Records from a collection:
········

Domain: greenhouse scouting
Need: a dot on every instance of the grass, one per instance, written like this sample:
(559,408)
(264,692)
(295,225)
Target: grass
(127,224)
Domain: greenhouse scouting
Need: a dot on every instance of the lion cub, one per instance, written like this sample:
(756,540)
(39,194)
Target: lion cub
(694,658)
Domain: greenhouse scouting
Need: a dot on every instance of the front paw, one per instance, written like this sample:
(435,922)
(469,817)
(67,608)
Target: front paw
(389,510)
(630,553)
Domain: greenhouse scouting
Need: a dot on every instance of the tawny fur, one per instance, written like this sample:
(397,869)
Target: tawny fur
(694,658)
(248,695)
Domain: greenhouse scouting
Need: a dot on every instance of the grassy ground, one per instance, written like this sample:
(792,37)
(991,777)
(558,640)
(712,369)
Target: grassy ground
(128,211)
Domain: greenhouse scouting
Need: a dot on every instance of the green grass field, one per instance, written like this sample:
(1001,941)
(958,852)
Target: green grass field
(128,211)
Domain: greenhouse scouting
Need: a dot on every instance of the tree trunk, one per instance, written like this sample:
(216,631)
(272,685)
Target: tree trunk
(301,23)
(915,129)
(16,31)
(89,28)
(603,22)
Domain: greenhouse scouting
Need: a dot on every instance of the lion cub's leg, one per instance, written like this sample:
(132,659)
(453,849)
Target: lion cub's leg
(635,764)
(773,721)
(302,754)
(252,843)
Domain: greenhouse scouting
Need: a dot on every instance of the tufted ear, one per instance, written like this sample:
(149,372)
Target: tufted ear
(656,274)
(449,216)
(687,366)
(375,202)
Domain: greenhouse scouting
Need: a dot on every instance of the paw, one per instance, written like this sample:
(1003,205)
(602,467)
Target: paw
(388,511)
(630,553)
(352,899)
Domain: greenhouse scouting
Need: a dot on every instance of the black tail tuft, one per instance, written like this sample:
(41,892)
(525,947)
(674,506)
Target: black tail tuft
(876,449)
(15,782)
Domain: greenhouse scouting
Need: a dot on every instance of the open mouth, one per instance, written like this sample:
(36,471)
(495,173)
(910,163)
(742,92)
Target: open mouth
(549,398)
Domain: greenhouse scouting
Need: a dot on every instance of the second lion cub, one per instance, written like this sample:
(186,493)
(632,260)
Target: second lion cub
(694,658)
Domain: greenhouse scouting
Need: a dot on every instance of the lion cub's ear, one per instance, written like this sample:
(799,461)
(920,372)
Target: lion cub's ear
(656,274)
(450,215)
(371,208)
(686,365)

········

__Aim of the task__. All entries above should be duplicated exactly, none omitted.

__Solved problem__.
Domain: greenhouse scouting
Need: a dot on every instance of the grass, one per instance, written like this sample:
(559,408)
(264,692)
(295,225)
Target: grass
(127,224)
Domain: greenhouse scouting
Need: a dot on every instance of the lion cub, one per instance, written like this sample:
(756,540)
(39,194)
Target: lion cub
(694,658)
Domain: greenhouse scouting
Need: a dot on every instance of the front paw, one per instance, written like this sample:
(435,922)
(469,817)
(67,608)
Target: front paw
(389,510)
(630,553)
Domain: greenhouse scouting
Need: a dot on every instance of the tawny fur, one per instance, written like this sample:
(397,869)
Target: tawny fur
(694,658)
(248,695)
Domain: greenhouse scouting
Need: a dot on every instance of the grassy ground, one per instance, written like this sample:
(792,37)
(991,777)
(558,640)
(712,369)
Target: grassy ground
(128,211)
Domain: greenhouse scouting
Need: a dot on every instance of the green grass field, one per instance, written like this sample:
(1001,941)
(958,852)
Target: green grass field
(128,211)
Domain: greenhouse scouting
Need: a dot on every instance of the tree trunk, one per instance, written like this sample:
(216,631)
(272,685)
Target: tree trunk
(301,23)
(915,129)
(16,31)
(89,28)
(603,22)
Domain: greenhouse scouting
Need: a dot on every instance of the lion cub's leg, one per instance, written like this sample:
(132,659)
(453,849)
Target: lion cub's leg
(635,764)
(773,721)
(302,754)
(252,843)
Domain: greenhouse scouting
Need: a dot on every instance of the tufted ear, one per instance, written like this sample:
(149,372)
Target: tufted ear
(656,274)
(449,216)
(687,366)
(375,202)
Domain: greenhouse scouting
Need: a dot on every instance of the paw, one per instance, written like this sample:
(1003,205)
(602,467)
Target: paw
(388,511)
(630,553)
(352,899)
Domain: greenhouse scouting
Need: a dot on every instance of the black tail tuft, one per instance, written like this sample:
(41,892)
(525,947)
(674,506)
Target: black tail tuft
(876,449)
(15,782)
Domain: greenhouse scouting
Need: a dot on every instance of the open mouth, one per instance, written like this sample:
(36,471)
(495,173)
(910,163)
(742,92)
Target: open mouth
(549,398)
Domain: greenhouse scouting
Need: a dot on every instance of the second lion cub, one per instance, written like this sample:
(186,493)
(632,260)
Target: second lion cub
(694,658)
Domain: greenhouse scouting
Need: a dot on every instance of the lion cub's ear, one per instance, written like this sample:
(799,461)
(920,372)
Target: lion cub's ear
(656,274)
(450,215)
(371,208)
(686,365)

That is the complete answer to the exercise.